**Description of the task**.
Rewrite all of the records below with "central" substituted for every "innermost" and nothing else changed. Leave out the pictures.

**Given records**.
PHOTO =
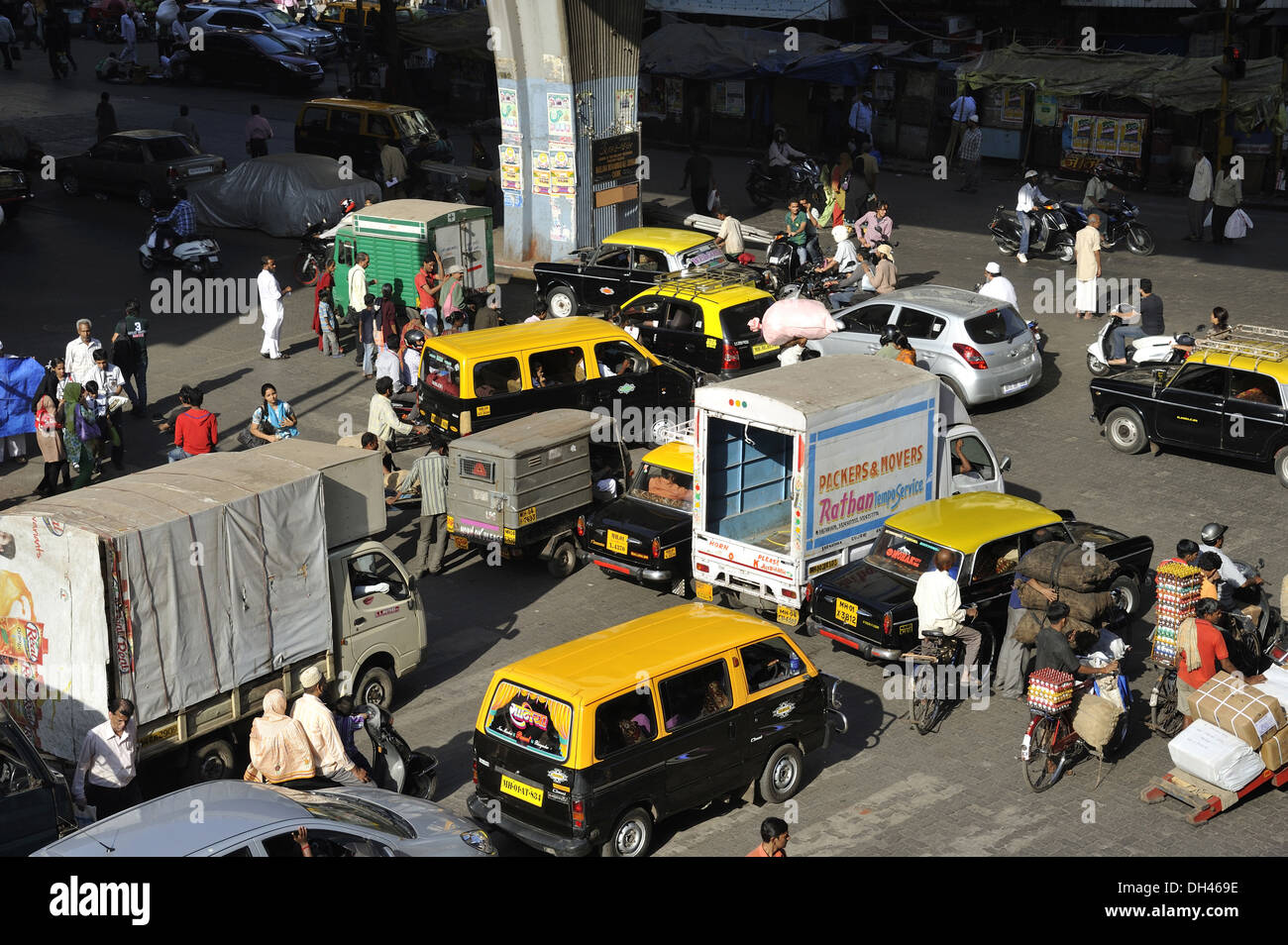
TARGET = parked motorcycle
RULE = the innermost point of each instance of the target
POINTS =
(197, 255)
(764, 188)
(394, 766)
(1050, 231)
(1119, 224)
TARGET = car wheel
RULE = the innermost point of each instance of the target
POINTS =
(782, 776)
(561, 301)
(1126, 432)
(631, 836)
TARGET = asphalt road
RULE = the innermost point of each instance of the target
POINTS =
(881, 788)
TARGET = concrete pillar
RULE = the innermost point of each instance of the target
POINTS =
(567, 73)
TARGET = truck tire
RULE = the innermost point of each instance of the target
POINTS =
(375, 687)
(211, 761)
(1126, 432)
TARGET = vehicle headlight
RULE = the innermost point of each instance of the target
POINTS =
(478, 840)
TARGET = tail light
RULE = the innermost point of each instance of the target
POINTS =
(729, 357)
(971, 357)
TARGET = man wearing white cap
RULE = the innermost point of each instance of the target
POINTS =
(1028, 197)
(999, 286)
(330, 760)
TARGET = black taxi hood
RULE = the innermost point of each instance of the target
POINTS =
(866, 583)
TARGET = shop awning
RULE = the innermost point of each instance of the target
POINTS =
(1171, 81)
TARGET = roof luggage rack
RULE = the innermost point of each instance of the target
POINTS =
(1249, 340)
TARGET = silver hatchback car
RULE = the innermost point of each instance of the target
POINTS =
(979, 345)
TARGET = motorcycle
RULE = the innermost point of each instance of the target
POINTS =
(765, 188)
(1151, 349)
(197, 255)
(1050, 231)
(313, 254)
(1119, 224)
(394, 766)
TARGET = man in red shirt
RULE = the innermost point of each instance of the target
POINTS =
(194, 430)
(1202, 645)
(773, 838)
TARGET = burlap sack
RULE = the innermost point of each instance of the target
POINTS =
(1061, 564)
(1095, 718)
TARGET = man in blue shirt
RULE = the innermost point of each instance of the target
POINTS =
(1010, 660)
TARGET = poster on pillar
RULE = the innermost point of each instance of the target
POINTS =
(559, 117)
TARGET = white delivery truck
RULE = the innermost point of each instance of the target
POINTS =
(196, 587)
(797, 469)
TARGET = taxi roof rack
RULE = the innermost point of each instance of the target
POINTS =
(1250, 340)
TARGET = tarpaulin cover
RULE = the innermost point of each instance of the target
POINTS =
(20, 377)
(220, 577)
(279, 194)
(1173, 81)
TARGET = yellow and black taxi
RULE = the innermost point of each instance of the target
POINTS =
(589, 744)
(647, 535)
(481, 378)
(709, 321)
(595, 278)
(1228, 399)
(868, 606)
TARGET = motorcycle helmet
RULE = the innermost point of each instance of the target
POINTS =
(1211, 532)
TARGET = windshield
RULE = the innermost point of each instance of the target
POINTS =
(171, 149)
(665, 486)
(529, 720)
(995, 327)
(906, 554)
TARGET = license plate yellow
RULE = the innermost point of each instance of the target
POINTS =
(524, 791)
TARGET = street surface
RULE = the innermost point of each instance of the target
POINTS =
(881, 788)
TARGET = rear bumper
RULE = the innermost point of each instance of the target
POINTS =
(533, 837)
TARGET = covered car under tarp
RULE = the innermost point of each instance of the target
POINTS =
(281, 194)
(1166, 81)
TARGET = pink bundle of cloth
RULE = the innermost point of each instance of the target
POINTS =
(793, 318)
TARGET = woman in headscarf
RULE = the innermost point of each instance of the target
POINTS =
(80, 433)
(279, 751)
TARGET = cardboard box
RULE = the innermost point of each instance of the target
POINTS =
(1237, 708)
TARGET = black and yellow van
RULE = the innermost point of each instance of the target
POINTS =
(588, 746)
(481, 378)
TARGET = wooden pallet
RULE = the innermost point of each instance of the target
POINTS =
(1206, 799)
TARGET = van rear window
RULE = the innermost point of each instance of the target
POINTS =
(529, 720)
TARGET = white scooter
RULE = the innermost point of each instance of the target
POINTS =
(197, 255)
(1151, 349)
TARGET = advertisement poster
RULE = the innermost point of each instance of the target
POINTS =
(1129, 132)
(1106, 137)
(509, 110)
(1013, 107)
(559, 116)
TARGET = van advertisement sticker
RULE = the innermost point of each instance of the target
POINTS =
(529, 720)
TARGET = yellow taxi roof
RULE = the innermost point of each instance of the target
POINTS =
(666, 239)
(515, 338)
(677, 456)
(600, 665)
(973, 519)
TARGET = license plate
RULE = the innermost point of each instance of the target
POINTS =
(524, 791)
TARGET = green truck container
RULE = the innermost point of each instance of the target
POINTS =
(399, 235)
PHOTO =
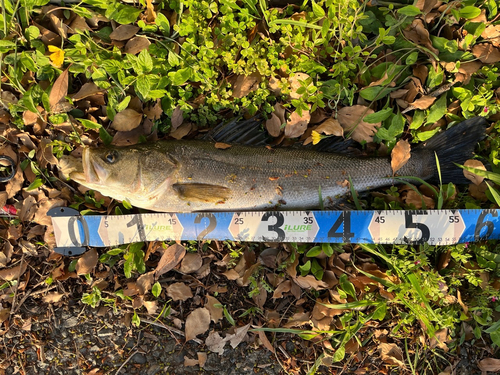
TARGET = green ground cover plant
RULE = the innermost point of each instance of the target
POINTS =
(379, 72)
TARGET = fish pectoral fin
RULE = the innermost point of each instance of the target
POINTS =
(202, 192)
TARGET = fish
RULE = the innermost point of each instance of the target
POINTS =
(194, 175)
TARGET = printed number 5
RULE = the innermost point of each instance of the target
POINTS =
(426, 233)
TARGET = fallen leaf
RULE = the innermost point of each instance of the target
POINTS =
(88, 89)
(9, 274)
(127, 120)
(181, 131)
(59, 89)
(52, 297)
(197, 323)
(472, 163)
(486, 53)
(309, 281)
(124, 32)
(238, 336)
(391, 354)
(424, 102)
(216, 313)
(150, 11)
(87, 262)
(191, 263)
(215, 343)
(351, 119)
(439, 340)
(245, 85)
(297, 124)
(179, 292)
(56, 56)
(418, 34)
(492, 34)
(400, 155)
(202, 358)
(145, 281)
(295, 84)
(222, 146)
(273, 125)
(489, 364)
(136, 45)
(331, 126)
(170, 258)
(177, 118)
(189, 361)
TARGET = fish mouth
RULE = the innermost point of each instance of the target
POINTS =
(95, 173)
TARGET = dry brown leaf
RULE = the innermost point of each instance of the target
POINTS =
(245, 85)
(489, 364)
(440, 339)
(59, 89)
(179, 292)
(188, 362)
(177, 118)
(191, 263)
(170, 258)
(400, 155)
(418, 34)
(331, 126)
(197, 323)
(52, 297)
(145, 281)
(297, 124)
(351, 119)
(424, 102)
(88, 89)
(136, 45)
(238, 336)
(181, 131)
(127, 120)
(87, 262)
(295, 84)
(78, 24)
(150, 11)
(309, 281)
(265, 341)
(216, 313)
(222, 146)
(486, 53)
(391, 354)
(124, 32)
(202, 358)
(273, 125)
(476, 180)
(9, 274)
(215, 343)
(492, 34)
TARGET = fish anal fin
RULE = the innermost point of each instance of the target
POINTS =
(202, 192)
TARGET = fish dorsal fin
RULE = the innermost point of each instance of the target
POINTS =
(202, 192)
(238, 131)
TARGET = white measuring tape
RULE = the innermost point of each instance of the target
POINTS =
(74, 232)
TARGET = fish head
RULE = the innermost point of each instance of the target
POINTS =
(135, 173)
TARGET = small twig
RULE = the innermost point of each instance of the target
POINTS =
(170, 329)
(126, 361)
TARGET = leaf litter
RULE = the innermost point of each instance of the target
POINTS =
(291, 303)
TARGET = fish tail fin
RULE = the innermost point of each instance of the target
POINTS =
(455, 145)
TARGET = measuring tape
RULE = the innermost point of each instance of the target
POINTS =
(74, 232)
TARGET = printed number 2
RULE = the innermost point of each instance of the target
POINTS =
(346, 234)
(426, 233)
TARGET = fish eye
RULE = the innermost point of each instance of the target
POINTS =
(111, 157)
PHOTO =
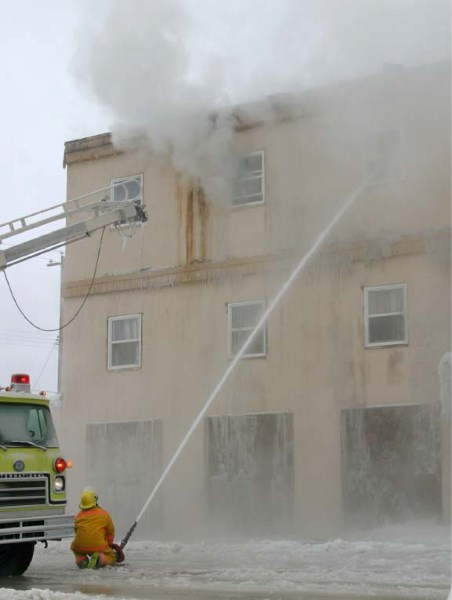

**Solution**.
PHOTO =
TARGET = parked motorcycle
RULE = the central point of each instance of the target
POINTS =
(197, 255)
(764, 188)
(394, 766)
(1050, 231)
(1119, 224)
TARGET = car wheel
RULE = the central point of each instance of the target
POINTS =
(782, 776)
(561, 301)
(1126, 432)
(631, 836)
TARGET = asphalt road
RULE = the central point of each instance of the target
POINTS =
(881, 788)
TARGET = concrete pillar
RULE = the central point of each instance of the target
POINTS =
(567, 73)
TARGET = truck tire
RULE = the central point of each instance of the target
POINTS =
(375, 687)
(211, 761)
(1126, 432)
TARGET = vehicle headlight
RULE = the central point of each instance of the target
POINTS =
(478, 840)
TARGET = tail light
RULE = the central point of each instance of the target
POINTS =
(729, 357)
(971, 357)
TARGET = man wearing white cap
RULE = the central point of each instance of the target
POINTS =
(1028, 197)
(999, 286)
(330, 760)
TARGET = black taxi hood
RULE = the central point of each instance of the target
POINTS =
(866, 583)
TARGET = shop awning
RULE = the central point of each instance of the target
POINTS =
(1171, 81)
TARGET = roof luggage rack
RULE = the central point of each instance of the target
POINTS =
(1249, 340)
TARGET = silver hatchback car
RULE = the central point of each instance of the target
POINTS =
(979, 345)
TARGET = motorcycle
RULE = the central point of each instance of the target
POINTS =
(765, 188)
(1151, 349)
(197, 255)
(1050, 231)
(313, 254)
(1119, 224)
(394, 766)
TARGET = man in red shirt
RULE = the central point of each instance of the target
POINTS =
(194, 430)
(1202, 645)
(773, 838)
TARGET = burlap sack
RULE = the central point of each instance of the target
POINTS =
(1061, 564)
(1095, 718)
TARGET = man in blue shirt
RULE = the central point of each instance of the target
POINTS =
(1010, 660)
TARGET = poster on pillar
RULE = the central point of each instance of the target
POINTS =
(559, 117)
TARGET = white delivery truck
RULE = the central point of each instance of the target
POINTS =
(196, 587)
(797, 469)
TARGET = taxi roof rack
RULE = the central point of each instance of the target
POINTS =
(1250, 340)
TARGET = tarpaulin cover
RULE = the central point of each instance of the target
POINTS =
(20, 377)
(220, 577)
(279, 194)
(1173, 81)
TARGET = yellow and black taxi
RULE = the central point of each instance of the target
POINTS =
(589, 744)
(647, 535)
(481, 378)
(709, 321)
(595, 278)
(1228, 399)
(868, 606)
TARGET = motorcycle helmet
RULE = the central point of each instance of the target
POINTS =
(1211, 532)
TARGET = windshield
RULE = the central point of each instance of the target
POINTS =
(171, 149)
(665, 486)
(529, 720)
(995, 327)
(906, 554)
TARGET = license plate yellow
RULE = the central point of each instance of the target
POINTS =
(524, 791)
TARGET = street surface
RULE = the central point of each instance of the target
POINTS =
(881, 788)
TARGET = rear bumper
RULE = the central point of each instance of the target
POINTS =
(533, 837)
TARGET = covered car under tarp
RULE = the central point of each instance of the target
POINTS =
(281, 194)
(1166, 81)
TARGET = pink bundle of cloth
RULE = the central point of each instance of the target
POINTS =
(793, 318)
TARGET = woman in headscarf
RULE = the central point of each instance of the target
POINTS =
(80, 433)
(279, 751)
TARGET = cardboard box
RULE = the central point of each instance of the target
POINTS =
(1237, 708)
TARGET = black and yellow van
RULE = the central point of each instance of the target
POINTS =
(588, 746)
(481, 378)
TARGET = wooden pallet
RULE = the central point of each instance of the target
POINTS =
(1206, 799)
TARGET = van rear window
RULE = the central point of each instance of the target
POINTS =
(529, 720)
TARGET = white scooter
RULE = the central point of each instance of the target
POINTS =
(197, 255)
(1151, 349)
TARGET = advertisement poster
RULE = the central point of each instance of the target
POINTS =
(1129, 132)
(1106, 137)
(509, 110)
(1013, 107)
(559, 116)
TARGET = van advertisement sticker
RULE = the central point of each instance of the target
POINTS =
(529, 720)
TARGET = yellow taxi roof
RULE = the central point of each instance of the target
POINTS =
(666, 239)
(515, 338)
(677, 456)
(600, 665)
(973, 519)
TARGET = license plate
RULE = the central point of each instance of the target
POINTS =
(524, 791)
TARGET = green truck container
RULE = the central point of each instance of the target
POINTS =
(399, 235)
PHOTO =
TARGET = green ground cover plant
RULE = the central point of each instance of the target
POINTS =
(379, 72)
TARGET = fish pectoral fin
RULE = the central point of each instance of the target
POINTS =
(202, 192)
TARGET = fish
RULE = the central point of each instance of the target
POINTS =
(194, 175)
TARGET = printed number 5
RULE = the central point of each instance of the target
POINTS =
(426, 233)
TARGET = fallen leaf
RULE = the central point of each instance of the target
POINTS =
(88, 89)
(9, 274)
(127, 120)
(181, 131)
(59, 89)
(52, 297)
(197, 323)
(472, 163)
(486, 53)
(309, 281)
(124, 32)
(238, 336)
(391, 354)
(424, 102)
(216, 313)
(150, 11)
(87, 262)
(191, 263)
(215, 343)
(351, 119)
(439, 340)
(245, 85)
(297, 124)
(179, 292)
(56, 56)
(418, 34)
(492, 34)
(400, 155)
(202, 358)
(145, 281)
(295, 84)
(222, 146)
(273, 125)
(489, 364)
(136, 45)
(331, 126)
(170, 258)
(177, 118)
(189, 361)
TARGET = fish mouth
RULE = the central point of each instance of the target
POINTS =
(95, 173)
TARGET = dry brown leaf
RULE = the central point of each instance of the target
POINTS =
(245, 85)
(489, 364)
(440, 339)
(59, 89)
(179, 292)
(188, 362)
(177, 118)
(191, 263)
(170, 258)
(400, 155)
(418, 34)
(331, 126)
(197, 323)
(52, 297)
(145, 281)
(297, 124)
(351, 119)
(424, 102)
(88, 89)
(136, 45)
(238, 336)
(181, 131)
(127, 120)
(87, 262)
(295, 84)
(78, 24)
(150, 11)
(309, 281)
(265, 341)
(216, 313)
(222, 146)
(486, 53)
(391, 354)
(124, 32)
(202, 358)
(273, 125)
(476, 180)
(9, 274)
(215, 343)
(492, 34)
TARGET = fish anal fin
RULE = the central point of each instance of the target
POINTS =
(202, 192)
TARGET = fish dorsal fin
RULE = the central point of each instance of the target
POINTS =
(202, 192)
(238, 131)
TARGET = white measuring tape
RULE = the central point of each instance of the target
POINTS =
(74, 232)
TARGET = fish head
RULE = the central point of each instance of the target
POINTS =
(135, 173)
TARGET = small twig
RULE = the central point of each instance of the target
POINTS =
(170, 329)
(126, 361)
TARGET = leaf litter
RULE = the central point of each instance of the target
POINTS =
(291, 303)
TARGET = fish tail fin
RULE = the central point of each instance of the target
POINTS =
(455, 145)
TARGET = measuring tape
RULE = the central point of each instance of the target
POINTS =
(74, 232)
TARGET = printed number 2
RULE = the central point of each instance of the target
POINTS =
(346, 234)
(426, 233)
TARGET = fish eye
RULE = the central point of each instance of the target
POINTS =
(111, 157)
PHOTO =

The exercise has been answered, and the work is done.